Raw data section start

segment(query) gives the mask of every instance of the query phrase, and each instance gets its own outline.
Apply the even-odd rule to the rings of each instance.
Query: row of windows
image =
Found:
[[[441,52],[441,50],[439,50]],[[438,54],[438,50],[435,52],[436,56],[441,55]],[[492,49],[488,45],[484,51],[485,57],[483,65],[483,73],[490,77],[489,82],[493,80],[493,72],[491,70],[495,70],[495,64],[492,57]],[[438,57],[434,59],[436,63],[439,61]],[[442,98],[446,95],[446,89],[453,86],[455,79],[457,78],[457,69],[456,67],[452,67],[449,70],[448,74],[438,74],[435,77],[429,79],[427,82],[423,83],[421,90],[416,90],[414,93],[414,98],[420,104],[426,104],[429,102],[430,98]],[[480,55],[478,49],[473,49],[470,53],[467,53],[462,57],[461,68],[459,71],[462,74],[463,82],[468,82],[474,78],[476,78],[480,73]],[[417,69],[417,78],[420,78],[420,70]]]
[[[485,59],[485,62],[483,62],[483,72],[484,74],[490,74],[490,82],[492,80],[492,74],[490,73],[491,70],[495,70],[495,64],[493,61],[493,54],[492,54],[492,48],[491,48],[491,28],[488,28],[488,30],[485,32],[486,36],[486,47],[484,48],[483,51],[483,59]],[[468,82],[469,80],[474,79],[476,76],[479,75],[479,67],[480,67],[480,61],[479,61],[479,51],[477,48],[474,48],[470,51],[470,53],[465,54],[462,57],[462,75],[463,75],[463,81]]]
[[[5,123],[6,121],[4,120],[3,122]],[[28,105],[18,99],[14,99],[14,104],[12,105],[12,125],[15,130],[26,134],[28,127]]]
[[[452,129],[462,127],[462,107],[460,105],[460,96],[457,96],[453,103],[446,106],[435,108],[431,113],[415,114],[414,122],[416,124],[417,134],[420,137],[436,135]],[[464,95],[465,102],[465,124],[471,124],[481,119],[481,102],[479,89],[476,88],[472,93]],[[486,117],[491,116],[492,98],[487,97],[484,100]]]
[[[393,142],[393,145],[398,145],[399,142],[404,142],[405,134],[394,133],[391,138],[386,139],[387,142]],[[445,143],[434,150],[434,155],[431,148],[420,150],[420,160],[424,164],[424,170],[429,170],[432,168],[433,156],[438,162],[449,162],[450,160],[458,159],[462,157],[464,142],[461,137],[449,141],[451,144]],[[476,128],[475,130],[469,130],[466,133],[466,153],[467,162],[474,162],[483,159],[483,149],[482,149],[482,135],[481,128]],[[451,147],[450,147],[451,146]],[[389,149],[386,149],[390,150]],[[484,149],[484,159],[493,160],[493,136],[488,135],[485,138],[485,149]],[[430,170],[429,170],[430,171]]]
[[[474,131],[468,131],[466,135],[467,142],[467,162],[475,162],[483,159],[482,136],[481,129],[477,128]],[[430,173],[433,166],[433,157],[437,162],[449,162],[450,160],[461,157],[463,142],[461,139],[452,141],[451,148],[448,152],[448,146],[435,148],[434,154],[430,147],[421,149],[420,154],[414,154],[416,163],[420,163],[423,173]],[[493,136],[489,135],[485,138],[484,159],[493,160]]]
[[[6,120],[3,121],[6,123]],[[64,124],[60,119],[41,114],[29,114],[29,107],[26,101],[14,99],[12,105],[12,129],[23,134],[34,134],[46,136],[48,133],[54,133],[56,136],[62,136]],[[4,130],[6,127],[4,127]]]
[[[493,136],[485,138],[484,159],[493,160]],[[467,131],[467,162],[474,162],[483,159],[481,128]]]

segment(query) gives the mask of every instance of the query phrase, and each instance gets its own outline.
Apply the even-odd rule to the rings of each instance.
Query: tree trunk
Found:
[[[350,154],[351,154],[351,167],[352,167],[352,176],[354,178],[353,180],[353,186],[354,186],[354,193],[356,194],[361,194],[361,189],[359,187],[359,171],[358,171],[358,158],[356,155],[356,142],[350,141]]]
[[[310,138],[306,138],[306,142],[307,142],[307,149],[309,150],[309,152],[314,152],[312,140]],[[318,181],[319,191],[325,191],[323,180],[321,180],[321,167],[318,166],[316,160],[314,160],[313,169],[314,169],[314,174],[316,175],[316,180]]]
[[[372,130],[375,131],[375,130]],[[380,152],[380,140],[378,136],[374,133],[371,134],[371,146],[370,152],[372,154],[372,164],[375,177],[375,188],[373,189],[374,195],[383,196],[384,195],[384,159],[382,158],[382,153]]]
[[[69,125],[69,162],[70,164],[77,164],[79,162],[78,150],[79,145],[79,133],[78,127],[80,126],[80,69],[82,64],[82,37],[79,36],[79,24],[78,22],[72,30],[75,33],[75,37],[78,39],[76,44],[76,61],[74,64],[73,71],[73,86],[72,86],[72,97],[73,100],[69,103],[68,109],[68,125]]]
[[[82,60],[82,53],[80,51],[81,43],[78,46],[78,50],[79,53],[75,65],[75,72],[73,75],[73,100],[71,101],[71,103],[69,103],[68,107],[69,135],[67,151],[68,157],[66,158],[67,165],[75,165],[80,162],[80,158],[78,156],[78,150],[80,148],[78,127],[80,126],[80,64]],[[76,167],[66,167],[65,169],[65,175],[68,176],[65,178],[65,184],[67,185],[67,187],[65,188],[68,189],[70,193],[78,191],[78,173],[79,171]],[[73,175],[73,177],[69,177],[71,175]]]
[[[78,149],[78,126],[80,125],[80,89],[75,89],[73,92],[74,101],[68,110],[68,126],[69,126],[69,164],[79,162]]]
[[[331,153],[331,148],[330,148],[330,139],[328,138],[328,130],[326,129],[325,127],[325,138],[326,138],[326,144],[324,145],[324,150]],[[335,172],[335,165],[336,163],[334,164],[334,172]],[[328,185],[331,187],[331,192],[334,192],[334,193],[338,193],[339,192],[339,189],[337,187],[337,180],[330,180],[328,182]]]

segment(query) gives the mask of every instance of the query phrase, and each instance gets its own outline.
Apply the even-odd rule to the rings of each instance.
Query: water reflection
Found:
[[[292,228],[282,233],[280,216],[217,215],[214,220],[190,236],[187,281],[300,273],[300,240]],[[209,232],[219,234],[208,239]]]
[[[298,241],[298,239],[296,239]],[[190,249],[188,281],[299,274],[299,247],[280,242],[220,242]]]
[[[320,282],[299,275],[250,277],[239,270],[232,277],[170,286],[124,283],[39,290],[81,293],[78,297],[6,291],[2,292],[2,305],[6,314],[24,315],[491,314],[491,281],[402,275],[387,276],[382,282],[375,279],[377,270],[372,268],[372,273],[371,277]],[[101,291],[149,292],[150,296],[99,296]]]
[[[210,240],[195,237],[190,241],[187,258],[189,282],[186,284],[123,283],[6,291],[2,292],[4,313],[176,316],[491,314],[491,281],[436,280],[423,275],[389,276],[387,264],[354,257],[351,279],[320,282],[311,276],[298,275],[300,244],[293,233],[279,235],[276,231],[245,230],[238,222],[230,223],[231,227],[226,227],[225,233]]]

Raw data section end

## What you need to do
Retype the records above in full, exactly.

## The completed task
segment(query) gives the mask of every instance of the query phrase, and each instance gets its own outline.
Apply the even-odd rule to the rings of each instance.
Query: row of windows
image =
Found:
[[[441,52],[441,50],[439,50]],[[438,54],[438,50],[435,52],[436,56],[441,55]],[[492,49],[488,45],[484,51],[485,57],[483,65],[483,73],[490,77],[489,82],[493,80],[493,72],[491,70],[495,70],[495,64],[492,57]],[[438,57],[434,59],[436,63],[439,61]],[[442,98],[446,95],[446,89],[453,86],[455,79],[457,78],[457,69],[456,67],[452,67],[449,70],[448,74],[438,74],[435,77],[429,79],[427,82],[423,83],[421,90],[416,90],[414,93],[414,98],[420,104],[426,104],[429,102],[430,98]],[[480,55],[478,49],[473,49],[470,53],[467,53],[462,57],[461,68],[459,71],[462,74],[463,82],[468,82],[474,78],[476,78],[480,73]],[[417,69],[417,78],[420,78],[420,70]]]
[[[485,59],[485,62],[483,62],[483,72],[484,74],[490,74],[490,82],[492,80],[492,74],[490,73],[491,70],[495,70],[495,64],[493,61],[493,54],[492,54],[492,48],[491,48],[491,28],[488,28],[488,30],[485,32],[486,36],[486,47],[484,48],[483,51],[483,59]],[[468,82],[469,80],[474,79],[476,76],[479,75],[479,67],[480,67],[480,61],[479,61],[479,51],[477,48],[474,48],[470,51],[470,53],[465,54],[462,57],[462,75],[463,75],[463,81]]]
[[[5,123],[6,121],[4,120],[3,122]],[[28,105],[18,99],[14,99],[14,104],[12,105],[12,125],[15,130],[26,134],[28,127]]]
[[[452,129],[462,127],[462,107],[460,105],[460,96],[457,96],[453,103],[446,106],[435,108],[431,113],[415,114],[414,122],[416,124],[417,134],[420,137],[436,135]],[[464,95],[465,102],[465,124],[471,124],[481,119],[481,102],[479,89],[476,88],[472,93]],[[486,117],[491,116],[492,98],[487,97],[484,100]]]
[[[393,142],[393,145],[398,145],[399,142],[404,142],[405,134],[394,133],[391,138],[386,139],[387,142]],[[445,143],[434,150],[434,155],[431,148],[420,150],[420,160],[424,164],[424,170],[429,170],[432,168],[433,156],[438,162],[449,162],[450,160],[458,159],[462,157],[464,142],[461,137],[449,141],[451,144]],[[476,128],[475,130],[469,130],[466,133],[466,153],[467,162],[474,162],[483,159],[483,149],[482,149],[482,135],[481,128]],[[451,147],[450,147],[451,146]],[[389,149],[386,149],[390,150]],[[484,149],[484,159],[493,160],[493,136],[488,135],[485,138],[485,149]],[[430,170],[429,170],[430,171]]]
[[[474,131],[468,131],[466,135],[467,142],[467,162],[475,162],[483,159],[482,136],[481,129],[477,128]],[[430,173],[433,166],[433,157],[437,162],[449,162],[450,160],[461,157],[463,142],[461,139],[452,141],[451,148],[448,152],[448,146],[435,148],[434,154],[430,147],[421,149],[420,154],[414,154],[416,163],[420,163],[423,173]],[[493,136],[489,135],[485,138],[484,159],[493,160]]]
[[[6,120],[3,121],[6,123]],[[64,124],[60,119],[41,114],[29,114],[29,107],[26,101],[14,99],[12,105],[12,129],[23,134],[34,134],[46,136],[48,133],[54,133],[56,136],[62,136]],[[4,130],[6,127],[4,127]]]
[[[493,136],[485,138],[484,159],[493,160]],[[467,131],[467,162],[474,162],[483,159],[481,128]]]

segment(query) gives the mask of every instance of the query phrase, and each instance gets its own outline.
Apply the even-odd rule to the rings of each instance.
Query: tree trunk
Found:
[[[350,154],[351,154],[351,167],[352,167],[352,176],[354,178],[353,180],[353,186],[354,186],[354,193],[356,194],[361,194],[361,189],[359,187],[359,171],[358,171],[358,158],[356,155],[356,142],[350,141]]]
[[[310,138],[306,138],[306,142],[307,142],[307,149],[309,150],[309,152],[314,152],[312,140]],[[318,181],[319,191],[325,191],[323,180],[321,180],[321,167],[318,166],[316,160],[314,160],[313,169],[314,169],[314,174],[316,175],[316,180]]]
[[[372,130],[375,131],[375,130]],[[380,152],[380,140],[378,136],[374,133],[371,134],[371,146],[370,152],[372,154],[372,164],[375,177],[375,188],[373,189],[374,195],[383,196],[384,195],[384,159],[382,158],[382,153]]]
[[[69,125],[69,162],[70,164],[77,164],[79,162],[78,150],[79,145],[79,133],[78,127],[80,126],[80,69],[82,64],[82,37],[79,36],[79,24],[78,22],[72,30],[75,33],[75,37],[78,39],[76,44],[76,61],[74,64],[73,71],[73,86],[72,86],[72,97],[73,100],[69,103],[68,109],[68,125]]]
[[[82,60],[82,53],[80,51],[81,43],[78,46],[78,50],[79,53],[75,65],[75,72],[73,75],[73,100],[71,101],[71,103],[69,103],[68,107],[69,135],[67,151],[68,157],[66,158],[67,165],[75,165],[80,162],[80,158],[78,156],[78,150],[80,148],[78,127],[80,126],[80,64]],[[76,167],[66,167],[65,169],[65,175],[68,176],[65,178],[65,184],[67,185],[67,187],[65,188],[68,189],[70,193],[78,191],[78,173],[79,171]],[[73,175],[73,177],[69,177],[71,175]]]
[[[78,149],[78,126],[80,125],[80,89],[75,89],[73,92],[74,101],[68,110],[68,126],[69,126],[69,164],[79,162]]]
[[[331,153],[331,148],[330,148],[330,139],[328,138],[328,130],[326,129],[325,127],[325,138],[326,138],[326,144],[324,145],[324,150]],[[335,172],[335,165],[336,163],[334,164],[334,172]],[[328,185],[331,187],[331,192],[334,192],[334,193],[338,193],[339,192],[339,189],[337,187],[337,180],[330,180],[328,182]]]

segment(query) gives the mask of every instance of the query phrase, and each instance gets its own outline.
Apply the even-odd rule to the rings of each instance.
Query: water reflection
Found:
[[[292,228],[282,233],[280,216],[217,215],[214,220],[190,236],[187,281],[300,273],[300,240]],[[209,232],[219,234],[208,239]]]
[[[298,241],[298,239],[296,239]],[[190,249],[188,281],[299,274],[299,247],[280,242],[220,242]]]
[[[320,282],[299,275],[250,277],[239,270],[232,277],[170,286],[124,283],[39,290],[81,293],[78,297],[6,291],[2,292],[2,305],[6,314],[24,315],[491,314],[491,281],[402,275],[387,276],[382,282],[375,279],[377,270],[372,268],[372,273],[371,277]],[[101,291],[149,292],[150,296],[99,296]]]
[[[210,240],[195,237],[190,241],[187,258],[189,282],[186,284],[123,283],[6,291],[2,292],[4,313],[176,316],[491,314],[491,281],[436,280],[423,275],[389,276],[387,264],[354,257],[351,279],[320,282],[311,276],[298,275],[300,244],[293,233],[279,235],[276,231],[245,230],[238,222],[230,223],[231,227],[226,227],[225,233]]]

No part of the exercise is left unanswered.